• YOUR ASSIGNMENT
Every line below between the line holding "Task: localize crushed" and the line holding "Task: localize tree with", inclusive, should be repeated exactly, and all other lines omitted.

= = = = =

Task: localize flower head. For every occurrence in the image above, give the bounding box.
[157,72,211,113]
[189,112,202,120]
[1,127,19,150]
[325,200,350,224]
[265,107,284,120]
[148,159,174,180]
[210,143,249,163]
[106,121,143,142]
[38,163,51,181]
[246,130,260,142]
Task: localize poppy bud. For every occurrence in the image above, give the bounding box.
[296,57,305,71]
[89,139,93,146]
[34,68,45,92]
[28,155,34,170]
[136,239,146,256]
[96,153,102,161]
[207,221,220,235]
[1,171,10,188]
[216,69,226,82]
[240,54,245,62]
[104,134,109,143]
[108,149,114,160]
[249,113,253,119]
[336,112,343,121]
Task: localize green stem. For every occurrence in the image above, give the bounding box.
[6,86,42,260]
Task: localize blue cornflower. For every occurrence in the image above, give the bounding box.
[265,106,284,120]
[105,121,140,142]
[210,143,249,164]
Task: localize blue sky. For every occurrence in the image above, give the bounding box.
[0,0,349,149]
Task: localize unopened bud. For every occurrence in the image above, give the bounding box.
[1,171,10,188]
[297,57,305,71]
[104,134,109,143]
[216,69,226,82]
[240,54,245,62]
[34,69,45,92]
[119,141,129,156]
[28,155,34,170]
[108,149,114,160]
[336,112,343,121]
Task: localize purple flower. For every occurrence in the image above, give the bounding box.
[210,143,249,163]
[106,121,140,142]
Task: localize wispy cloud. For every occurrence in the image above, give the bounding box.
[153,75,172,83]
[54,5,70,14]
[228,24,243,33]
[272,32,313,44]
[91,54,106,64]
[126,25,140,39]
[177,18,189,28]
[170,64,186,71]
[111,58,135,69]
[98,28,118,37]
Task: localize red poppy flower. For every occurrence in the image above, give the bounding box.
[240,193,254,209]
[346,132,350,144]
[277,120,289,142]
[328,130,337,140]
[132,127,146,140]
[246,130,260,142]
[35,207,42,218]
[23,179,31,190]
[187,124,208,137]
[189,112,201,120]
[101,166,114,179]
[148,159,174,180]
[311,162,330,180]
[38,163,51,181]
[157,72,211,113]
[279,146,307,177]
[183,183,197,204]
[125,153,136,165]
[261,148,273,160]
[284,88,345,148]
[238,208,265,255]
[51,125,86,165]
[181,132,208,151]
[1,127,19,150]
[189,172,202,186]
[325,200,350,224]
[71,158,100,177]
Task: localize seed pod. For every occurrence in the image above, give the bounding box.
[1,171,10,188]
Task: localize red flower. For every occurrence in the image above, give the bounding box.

= = = = =

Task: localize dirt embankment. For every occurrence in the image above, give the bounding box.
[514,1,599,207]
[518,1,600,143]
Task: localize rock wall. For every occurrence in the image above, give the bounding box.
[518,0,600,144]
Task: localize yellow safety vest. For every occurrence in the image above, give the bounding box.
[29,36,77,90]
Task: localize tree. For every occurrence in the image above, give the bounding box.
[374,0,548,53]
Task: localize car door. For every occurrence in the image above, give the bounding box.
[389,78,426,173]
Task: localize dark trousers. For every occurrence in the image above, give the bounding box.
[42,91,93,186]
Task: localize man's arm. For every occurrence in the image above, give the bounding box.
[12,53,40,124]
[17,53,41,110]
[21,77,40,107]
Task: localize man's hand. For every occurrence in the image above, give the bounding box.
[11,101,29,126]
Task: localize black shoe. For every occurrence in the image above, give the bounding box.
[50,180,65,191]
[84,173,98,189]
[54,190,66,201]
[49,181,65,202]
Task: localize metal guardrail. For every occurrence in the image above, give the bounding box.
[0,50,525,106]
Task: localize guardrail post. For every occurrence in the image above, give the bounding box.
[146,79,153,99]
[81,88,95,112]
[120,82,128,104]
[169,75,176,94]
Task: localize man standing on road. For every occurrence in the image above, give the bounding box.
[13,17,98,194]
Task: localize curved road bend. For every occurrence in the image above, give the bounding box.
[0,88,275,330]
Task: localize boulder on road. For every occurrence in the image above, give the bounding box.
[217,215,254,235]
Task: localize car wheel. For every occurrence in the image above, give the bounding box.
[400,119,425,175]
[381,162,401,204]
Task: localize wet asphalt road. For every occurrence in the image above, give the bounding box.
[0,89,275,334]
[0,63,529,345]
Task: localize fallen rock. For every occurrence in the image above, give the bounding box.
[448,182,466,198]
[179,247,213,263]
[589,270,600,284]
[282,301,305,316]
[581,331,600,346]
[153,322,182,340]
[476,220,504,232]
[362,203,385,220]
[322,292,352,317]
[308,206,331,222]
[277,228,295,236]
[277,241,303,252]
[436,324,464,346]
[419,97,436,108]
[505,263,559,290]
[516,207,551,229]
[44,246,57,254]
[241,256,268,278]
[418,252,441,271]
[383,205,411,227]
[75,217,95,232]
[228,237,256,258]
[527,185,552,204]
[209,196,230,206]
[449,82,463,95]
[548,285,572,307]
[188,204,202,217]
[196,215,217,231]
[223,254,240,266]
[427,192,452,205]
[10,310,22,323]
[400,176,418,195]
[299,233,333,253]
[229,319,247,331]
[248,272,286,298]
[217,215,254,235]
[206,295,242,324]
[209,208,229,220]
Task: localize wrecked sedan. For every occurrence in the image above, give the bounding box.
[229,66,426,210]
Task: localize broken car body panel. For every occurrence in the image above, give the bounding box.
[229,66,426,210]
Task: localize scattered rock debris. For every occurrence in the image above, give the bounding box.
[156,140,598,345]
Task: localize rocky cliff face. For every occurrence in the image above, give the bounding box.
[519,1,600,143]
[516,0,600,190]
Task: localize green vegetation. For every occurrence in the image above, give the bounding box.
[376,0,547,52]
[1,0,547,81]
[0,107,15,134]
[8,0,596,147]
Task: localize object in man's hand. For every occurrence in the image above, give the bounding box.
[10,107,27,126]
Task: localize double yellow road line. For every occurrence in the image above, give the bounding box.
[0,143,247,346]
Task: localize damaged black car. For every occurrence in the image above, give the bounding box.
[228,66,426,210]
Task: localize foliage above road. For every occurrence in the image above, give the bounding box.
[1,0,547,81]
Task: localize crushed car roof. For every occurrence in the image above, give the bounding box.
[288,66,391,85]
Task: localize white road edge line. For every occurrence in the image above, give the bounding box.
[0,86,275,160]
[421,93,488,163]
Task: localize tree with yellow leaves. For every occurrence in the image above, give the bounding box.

= = = = =

• ANSWER SPACE
Task: localize crushed car roof. For every occurrence in the image above, give the bounding box.
[288,66,391,85]
Task: localize white road edge line. For every occurrence in the image above, give the bounding box.
[0,86,275,160]
[421,93,488,163]
Task: localize tree with yellow leaves. For every occurrence in the image above, give the bounding box.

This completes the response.